CBO Projections for the Fall (Season)
The latest look at the federal debt and its effect on the economy.
For most of America, the Labor Day weekend is the symbolic end of summer. For the federal government, it means one more month until the end of the fiscal year, which closes Sept. 30. While we soak up the last long weekend of vacation with our families, Washington politicians are preparing for the final weeks before the midterm election season, and economic analysts are crunching numbers to see just where Washington stands in terms of fiscal projections, fiscal reality, and just what it might take to bring the two worlds closer to parity.
The news isn’t good and, unfortunately, it won’t get better soon. According to the Congressional Budget Office (CBO), the U.S. economy has grown by only 1.5% this past fiscal year, which is much lower than the Obama administration’s rosy 2.6% estimate. On the bright side, the CBO predicts an economic rebound of 3.4% over the next two years based on an uptick of goods and services, new business ventures and new housing starts. Unless, of course, there’s another season of bad weather – the scapegoat for 2014’s low numbers. Al Gore, please call your office.
Weather aside, America’s fiscal house is not in order, and our debt has put us on a dangerous track. Yes, the $506 billion budget deficit for 2014 was $170 billion less than last year, and the CBO predicts next year’s might get as low as $459 billion, so we’re supposedly heading in the right direction. Yet the annual budget deficit still isn’t close to pre-recession levels. Trimming it down means far less after Democrats quadrupled it. And it’s still far too large a percentage of GDP. In fact, this year’s “low” budget deficit numbers could be just a blip on the economic radar.

- Dataset excerpts

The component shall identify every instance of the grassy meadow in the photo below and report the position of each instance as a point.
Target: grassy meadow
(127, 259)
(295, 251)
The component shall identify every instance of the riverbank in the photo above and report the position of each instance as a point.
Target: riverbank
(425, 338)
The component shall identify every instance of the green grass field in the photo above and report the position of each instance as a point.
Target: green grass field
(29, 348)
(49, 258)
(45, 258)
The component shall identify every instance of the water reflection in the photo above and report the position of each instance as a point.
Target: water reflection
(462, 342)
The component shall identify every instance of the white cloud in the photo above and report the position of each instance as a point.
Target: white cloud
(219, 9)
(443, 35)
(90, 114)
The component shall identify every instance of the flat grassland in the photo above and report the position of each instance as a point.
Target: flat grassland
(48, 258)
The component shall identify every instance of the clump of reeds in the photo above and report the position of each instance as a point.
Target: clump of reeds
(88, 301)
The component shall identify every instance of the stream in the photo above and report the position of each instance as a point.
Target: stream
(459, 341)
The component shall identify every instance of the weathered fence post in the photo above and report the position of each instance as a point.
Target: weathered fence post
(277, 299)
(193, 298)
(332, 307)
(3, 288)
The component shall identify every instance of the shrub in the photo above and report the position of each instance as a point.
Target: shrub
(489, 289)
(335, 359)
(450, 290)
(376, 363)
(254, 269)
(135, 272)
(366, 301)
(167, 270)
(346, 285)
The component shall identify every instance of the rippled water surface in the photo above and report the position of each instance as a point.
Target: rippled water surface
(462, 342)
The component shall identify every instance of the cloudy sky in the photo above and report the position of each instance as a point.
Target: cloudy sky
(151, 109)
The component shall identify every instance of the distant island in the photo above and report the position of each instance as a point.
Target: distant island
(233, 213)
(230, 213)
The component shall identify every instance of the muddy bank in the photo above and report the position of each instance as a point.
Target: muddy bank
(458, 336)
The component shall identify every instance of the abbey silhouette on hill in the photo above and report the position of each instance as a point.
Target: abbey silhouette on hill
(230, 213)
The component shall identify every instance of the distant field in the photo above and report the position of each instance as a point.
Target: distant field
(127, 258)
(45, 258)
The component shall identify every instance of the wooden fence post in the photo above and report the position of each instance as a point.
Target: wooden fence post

- Your tasks
A) Which dollar amounts appear in the piece on CBO projections and the federal debt?
B) Pick up the piece on CBO projections and the federal debt right after its last sentence and write what comes next.

- Replies
A) $506 billion, $170 billion, $459 billion

B)
CBO projections for the next decade assume a sharp rise in deficit numbers, reaching $960 billion by 2024 unless Congress makes concrete changes to the principal drivers of our debt – Social Security, health care spending (ObamaCare, anyone?) and interest on the $17.6 trillion debt itself.
Congress has had many chances to make fixes, though our elected representatives have chosen to avoid even half-hearted action. Democrats insist that cutting defense spending – which is down 5% – and levying heavier taxes on the country’s most profitable companies and entrepreneurs is the answer. It’s not. Even if domestic and discretionary spending were cut to zero, the remaining revenue the federal government collects still wouldn’t reach balance.
Entitlements of one sort or another already account for a larger slice of GDP than we’ve seen since World War II. That slice will only grow over the next decade, accounting for $7.2 billion in unfunded liabilities by 2024, assuming a 5.6% unemployment rate after 2018.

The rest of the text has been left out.